▶ **TASK REQUIREMENTS**: Print the stretch of lines from the one containing "Box the dark peninsula." through the one containing "[0, 410, 1270, 906]", reproducing each line exactly and including both ends.

▶ **INPUT FOR THIS TASK**:
╔══
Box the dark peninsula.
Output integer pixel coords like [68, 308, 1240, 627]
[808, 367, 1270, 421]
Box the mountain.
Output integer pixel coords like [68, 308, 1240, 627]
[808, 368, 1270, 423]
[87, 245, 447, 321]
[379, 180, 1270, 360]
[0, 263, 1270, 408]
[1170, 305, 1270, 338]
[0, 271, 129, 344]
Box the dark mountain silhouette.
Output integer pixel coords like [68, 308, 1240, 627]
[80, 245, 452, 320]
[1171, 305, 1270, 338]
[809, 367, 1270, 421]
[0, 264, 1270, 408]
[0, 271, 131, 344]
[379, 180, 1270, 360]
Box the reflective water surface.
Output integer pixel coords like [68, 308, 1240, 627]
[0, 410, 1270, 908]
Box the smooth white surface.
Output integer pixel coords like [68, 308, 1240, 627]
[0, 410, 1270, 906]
╚══
╔══
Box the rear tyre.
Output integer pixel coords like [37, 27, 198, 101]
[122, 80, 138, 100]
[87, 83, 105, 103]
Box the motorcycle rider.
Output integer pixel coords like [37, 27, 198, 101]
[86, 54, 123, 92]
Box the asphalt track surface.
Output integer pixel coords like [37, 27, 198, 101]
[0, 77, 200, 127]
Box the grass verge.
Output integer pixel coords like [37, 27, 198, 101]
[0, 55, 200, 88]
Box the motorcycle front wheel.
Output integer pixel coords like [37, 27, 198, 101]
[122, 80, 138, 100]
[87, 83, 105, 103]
╚══
╔══
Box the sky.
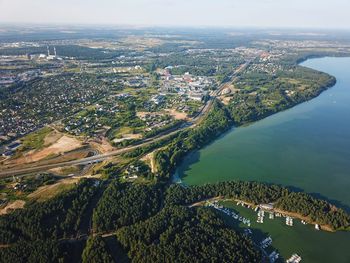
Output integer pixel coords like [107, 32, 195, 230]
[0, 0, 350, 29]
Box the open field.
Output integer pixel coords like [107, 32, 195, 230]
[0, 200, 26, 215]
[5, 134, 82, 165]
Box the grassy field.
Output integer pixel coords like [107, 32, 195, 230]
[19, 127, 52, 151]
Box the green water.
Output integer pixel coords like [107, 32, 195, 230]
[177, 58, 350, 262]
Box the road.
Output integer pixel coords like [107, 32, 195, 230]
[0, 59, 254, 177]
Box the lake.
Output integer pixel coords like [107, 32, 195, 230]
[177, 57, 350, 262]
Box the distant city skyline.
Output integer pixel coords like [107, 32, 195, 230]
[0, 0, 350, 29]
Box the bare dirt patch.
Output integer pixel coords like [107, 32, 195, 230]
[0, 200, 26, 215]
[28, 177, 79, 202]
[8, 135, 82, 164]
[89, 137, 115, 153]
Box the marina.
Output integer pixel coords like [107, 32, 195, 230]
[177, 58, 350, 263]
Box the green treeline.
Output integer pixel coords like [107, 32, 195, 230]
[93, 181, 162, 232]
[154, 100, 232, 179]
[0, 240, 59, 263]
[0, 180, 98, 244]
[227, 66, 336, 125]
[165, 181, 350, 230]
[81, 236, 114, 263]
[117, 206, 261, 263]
╚══
▶ **ANSWER BELOW**:
Box the dark peninsula.
Output integer pixel coords like [68, 308, 1240, 627]
[808, 367, 1270, 421]
Box the mountain.
Output integer pixel coords like [68, 308, 1240, 627]
[808, 368, 1270, 423]
[87, 245, 447, 321]
[379, 180, 1270, 360]
[0, 263, 1270, 408]
[1170, 305, 1270, 338]
[0, 271, 129, 344]
Box the dark mountain silhouette.
Output integer pixel coords like [68, 308, 1240, 627]
[80, 245, 452, 320]
[1171, 305, 1270, 338]
[809, 367, 1270, 421]
[0, 264, 1270, 408]
[0, 271, 131, 344]
[379, 180, 1270, 360]
Box the reflective water surface.
Output integer pixel coords like [68, 308, 1240, 627]
[0, 410, 1270, 908]
Box the smooth white surface.
Output integer pixel coords like [68, 308, 1240, 627]
[0, 410, 1270, 906]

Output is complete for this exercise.